Trecho da página -
%%

Nestes tempos em que o papel do jornalismo tem sido colocado em xeque, iniciativas de news literacy — ou alfabetização jornalística, em tradução livre — procuram recuperar a confiança e a admiração das pessoas pela imprensa, desenvolvendo competências de avaliação de informações e estimulando a participação em ações em prol da democracia. É o caso do The News Literacy Project, uma organização educativa sem fins lucrativos dos Estados Unidos que trabalha com professores e veículos jornalísticos para que estudantes se tornem consumidores inteligentes e cidadãos engajados.

A vice-presidente de comunicações do The News Literacy Project, Christine Nyirjesy Bragale, é uma das convidadas do II Congresso Internacional de Comunicação e Educação. Ela participa do painel “Educação midiática e liberdade de expressão”, que acontece no dia 12 de novembro de 2018, na Escola de Comunicações e Artes da USP, em São Paulo (SP), a partir das 13h30. Nesta entrevista exclusiva à ABPEducom, ela fala sobre noções importantes da alfabetização jornalística, como a identificação dos diferentes tipos de informação e o engajamento cívico.

Bragale é jornalista internacional veterana e ex-membro do corpo de imprensa da Casa Branca. Ela cobriu política, diplomacia e notícias internacionais, além de ter trabalhado como produtora de televisão e editora. Também construiu uma carreira premiada na área de Relações Públicas e liderou a comunicação global e a equipe de engajamento público da organização humanitária Mercy Corps. Ela tem bacharelado em História e certificado em estudos latino-americanos pela Universidade de Georgetown.

%%

O que fazer -
A. Traduza para o inglês esta frase do trecho da página: "Ela tem bacharelado em História e certificado em estudos latino-americanos pela Universidade de Georgetown."
B. De acordo com o trecho da página, em que data e a partir de que horário acontece o painel “Educação midiática e liberdade de expressão”?
Não é preciso consultar os dados.

Entradas do conjunto de dados -
%%

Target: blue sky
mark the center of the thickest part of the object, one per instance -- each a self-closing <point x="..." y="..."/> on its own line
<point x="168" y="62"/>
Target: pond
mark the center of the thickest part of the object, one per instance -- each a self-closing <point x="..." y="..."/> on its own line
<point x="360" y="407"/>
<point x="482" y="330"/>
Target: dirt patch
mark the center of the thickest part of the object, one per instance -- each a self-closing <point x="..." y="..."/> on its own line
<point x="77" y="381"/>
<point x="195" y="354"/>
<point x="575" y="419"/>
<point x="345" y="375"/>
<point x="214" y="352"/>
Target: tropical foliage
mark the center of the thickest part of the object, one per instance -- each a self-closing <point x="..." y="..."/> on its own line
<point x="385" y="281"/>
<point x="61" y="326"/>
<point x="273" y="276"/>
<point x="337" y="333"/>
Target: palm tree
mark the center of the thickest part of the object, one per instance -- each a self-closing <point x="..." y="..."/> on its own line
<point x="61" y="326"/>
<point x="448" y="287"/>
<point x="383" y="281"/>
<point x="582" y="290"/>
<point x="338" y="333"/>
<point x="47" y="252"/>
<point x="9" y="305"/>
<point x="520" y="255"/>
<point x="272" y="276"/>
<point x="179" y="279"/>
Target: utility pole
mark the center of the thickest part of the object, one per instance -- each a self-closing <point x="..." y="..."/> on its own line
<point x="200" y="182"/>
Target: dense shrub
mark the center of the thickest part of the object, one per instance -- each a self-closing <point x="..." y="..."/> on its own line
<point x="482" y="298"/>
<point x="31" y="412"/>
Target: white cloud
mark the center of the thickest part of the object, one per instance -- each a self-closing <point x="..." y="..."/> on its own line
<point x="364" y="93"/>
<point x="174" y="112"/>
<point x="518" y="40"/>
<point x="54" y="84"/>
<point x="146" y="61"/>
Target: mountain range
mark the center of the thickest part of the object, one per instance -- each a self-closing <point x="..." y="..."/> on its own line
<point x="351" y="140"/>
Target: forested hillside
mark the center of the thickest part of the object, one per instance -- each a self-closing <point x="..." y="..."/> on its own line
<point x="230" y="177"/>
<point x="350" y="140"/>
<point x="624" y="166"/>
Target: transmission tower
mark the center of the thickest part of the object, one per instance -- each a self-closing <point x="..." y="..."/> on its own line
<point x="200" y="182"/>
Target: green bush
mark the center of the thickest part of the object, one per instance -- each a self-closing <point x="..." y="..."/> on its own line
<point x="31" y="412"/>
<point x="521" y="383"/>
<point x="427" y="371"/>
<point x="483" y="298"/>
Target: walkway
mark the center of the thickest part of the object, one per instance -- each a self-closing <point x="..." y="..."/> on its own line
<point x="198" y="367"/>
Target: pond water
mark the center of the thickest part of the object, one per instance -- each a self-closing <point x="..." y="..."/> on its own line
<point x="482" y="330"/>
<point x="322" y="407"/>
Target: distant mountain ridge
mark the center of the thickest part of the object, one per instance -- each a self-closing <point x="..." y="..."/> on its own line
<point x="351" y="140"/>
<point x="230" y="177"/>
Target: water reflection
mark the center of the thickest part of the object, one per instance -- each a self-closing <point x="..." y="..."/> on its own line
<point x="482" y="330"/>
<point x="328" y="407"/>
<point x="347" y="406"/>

%%

Respostas por tarefa -
A. She holds a bachelor's degree in History and a certificate in Latin American studies from Georgetown University.

B. No dia 12 de novembro de 2018, a partir das 13h30.